## EXERCISE REQUIREMENTS
1. In the post below on the fluvastatin patent ruling, list every option in the group that amended claim 1 says the composition is selected from.
2. Continue the post below on the fluvastatin sustained release patent ruling from its final sentence onward.

Sustained release fluvastatin formulations – The UK Court of Appeal opinion in Activis UK Limited v Novartis AG [2010] EWCA Civ 82

Post from Paul Cole

Sometimes a decision as to obviousness hinges on a single short point. In Graham v John Deere, the tipping point testimony was during cross-examination of the witness for the patentee, when he said that the allegedly inventive feature made no significant difference to the operation of the device. Once that evidence had been given, the outcome was inevitable, and references to Thomas Jefferson, though decorative, were mere dicta.

The controversy concerning the fluvastatin sustained release patent EP-B-0948320 (UK) falls into the same category. The patent was based on the premise that fluvastatin was so water-soluble that it was difficult to devise a sustained release formulation. Claim 1 as amended read:

A sustained release pharmaceutical composition comprising a water soluble salt of fluvastatin as active ingredient and being selected from the group consisting of matrix formulations, diffusion-controlled membrane coated formulations and combinations thereof, wherein the sustained release formulation releases the active ingredient over more than 3 hours.

The tipping point fact was that fluvastatin was not of such extreme water-solubility as to give rise to the difficulties alleged. After that had been established, the whole basis for patentability collapsed, as explained concisely by Jacob L.J. at the conclusion of his opinion, which also contains an implied warning that although it may be appropriate to rely on an earlier decision for a rule of law, the facts on which that earlier decision was reached are of little relevance:

Once the obstacle put forward in the Patent against being able to make a sustained formulation was shown to be illusory, then a sustained release formulation is obvious. You might get better efficacy or fewer side effects, but you would certainly get better compliance. In Pozzoli terms the only difference between the prior art and the claim is the idea of making a sustained release formulation. For that there was a technical motivation and no difficulty, real or apparent.

## MATERIAL PROVIDED
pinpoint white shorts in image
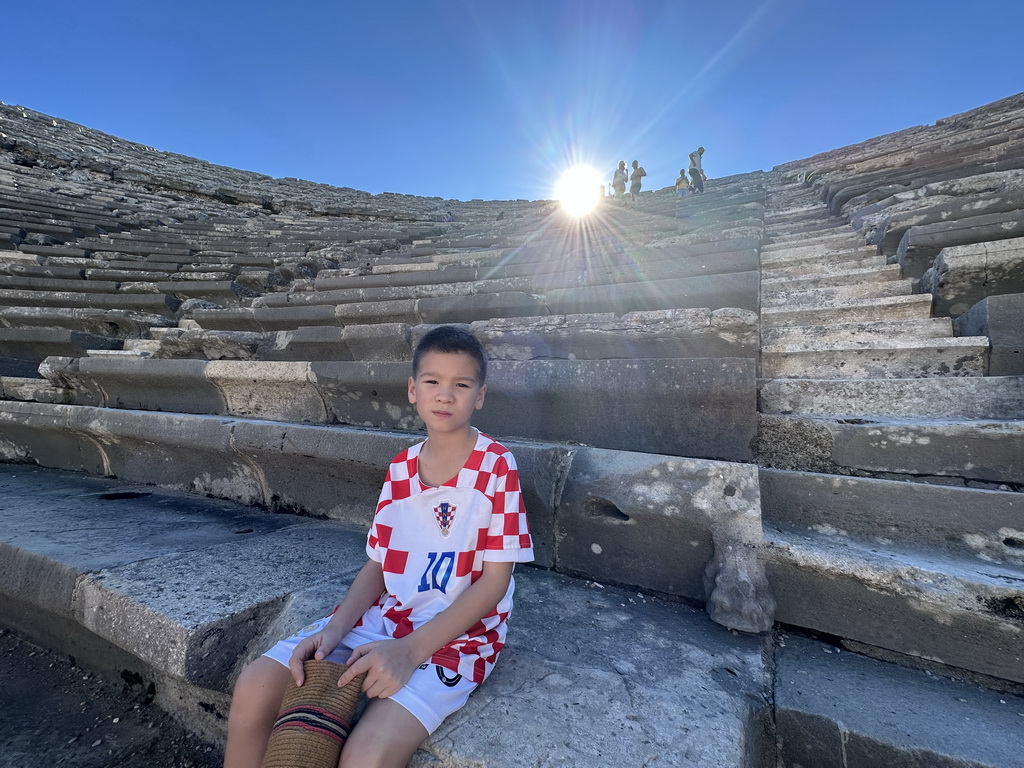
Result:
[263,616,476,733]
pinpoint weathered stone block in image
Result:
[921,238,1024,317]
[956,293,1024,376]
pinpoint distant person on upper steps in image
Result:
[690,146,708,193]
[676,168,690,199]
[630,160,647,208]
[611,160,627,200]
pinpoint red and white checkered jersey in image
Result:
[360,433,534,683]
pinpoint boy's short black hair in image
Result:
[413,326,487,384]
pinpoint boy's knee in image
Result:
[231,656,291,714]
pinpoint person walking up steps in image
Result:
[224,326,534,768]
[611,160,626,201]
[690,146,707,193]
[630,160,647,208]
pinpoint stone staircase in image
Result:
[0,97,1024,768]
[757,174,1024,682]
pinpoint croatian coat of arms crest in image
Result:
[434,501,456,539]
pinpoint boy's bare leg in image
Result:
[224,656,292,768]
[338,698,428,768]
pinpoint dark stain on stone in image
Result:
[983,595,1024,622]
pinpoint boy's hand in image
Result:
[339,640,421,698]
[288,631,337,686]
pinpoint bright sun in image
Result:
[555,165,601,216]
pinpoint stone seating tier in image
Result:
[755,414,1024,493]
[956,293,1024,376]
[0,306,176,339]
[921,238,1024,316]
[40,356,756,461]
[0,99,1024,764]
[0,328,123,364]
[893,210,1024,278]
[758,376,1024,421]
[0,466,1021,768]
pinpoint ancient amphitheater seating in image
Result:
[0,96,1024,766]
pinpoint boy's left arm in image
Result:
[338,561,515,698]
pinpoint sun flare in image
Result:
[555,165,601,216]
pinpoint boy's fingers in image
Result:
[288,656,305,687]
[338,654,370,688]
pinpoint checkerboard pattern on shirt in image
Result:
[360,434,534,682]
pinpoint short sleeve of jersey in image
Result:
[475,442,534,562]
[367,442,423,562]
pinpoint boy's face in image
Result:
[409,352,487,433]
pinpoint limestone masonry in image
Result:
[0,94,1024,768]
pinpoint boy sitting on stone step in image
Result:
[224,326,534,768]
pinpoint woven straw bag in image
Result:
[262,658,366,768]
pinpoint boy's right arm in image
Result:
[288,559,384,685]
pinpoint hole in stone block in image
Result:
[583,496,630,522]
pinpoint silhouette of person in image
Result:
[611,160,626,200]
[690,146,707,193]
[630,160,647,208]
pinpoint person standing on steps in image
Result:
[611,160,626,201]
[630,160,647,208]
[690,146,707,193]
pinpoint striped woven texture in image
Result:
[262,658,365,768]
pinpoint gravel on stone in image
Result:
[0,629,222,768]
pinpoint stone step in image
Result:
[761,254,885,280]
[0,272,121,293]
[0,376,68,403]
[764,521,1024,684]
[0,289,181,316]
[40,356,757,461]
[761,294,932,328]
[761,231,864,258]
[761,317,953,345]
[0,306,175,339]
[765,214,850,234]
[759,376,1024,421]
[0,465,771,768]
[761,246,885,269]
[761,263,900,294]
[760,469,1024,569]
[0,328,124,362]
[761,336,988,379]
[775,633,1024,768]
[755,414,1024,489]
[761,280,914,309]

## ANSWER SET
1.
- matrix formulations
- diffusion-controlled membrane coated formulations
- combinations thereof

2.
The PSA [problem-solution analysis] gives the same answer. What is the objective problem? Why that which the patentee himself stated – to produce a sustained release form of fluvastatin. Was the solution obvious? Yes, any of the standard methods for such formulations would clearly work: there is no reason why they would not.

There is no need and it would be wrong to re-formulate the problem as suggested by Mr. Meade. This is not a case where some prior art unknown to the patentee has turned up. Nor is it right to reformulate the problem as one of looking for better medical effects when that was not the problem as seen by the patentee or to reformulate the solution as having found such effects when the patentee has not promised any.

In the latter respect this case is quite unlike the case, relied upon by Mr. Meade, about a sustained release form of oxycodone recently considered by this court, Napp v Ratiopharm [2009] EWCA Civ 252, [2009] RPC 539. Oxycodone was, until the patent, known as a minor weak opiod generally administered, to the extent that it was administered at all, as a co-drug. The slow-release form transformed it, as the patent said, into a serious alternative to morphine – something that was wholly unexpected. Of course the invention was non-obvious.

The upshot is that I would uphold the decision of the Judge. Unlike him, however, I do not think the case was finely balanced. Once the basis of the Patent was proved illusory there was nothing left to save it.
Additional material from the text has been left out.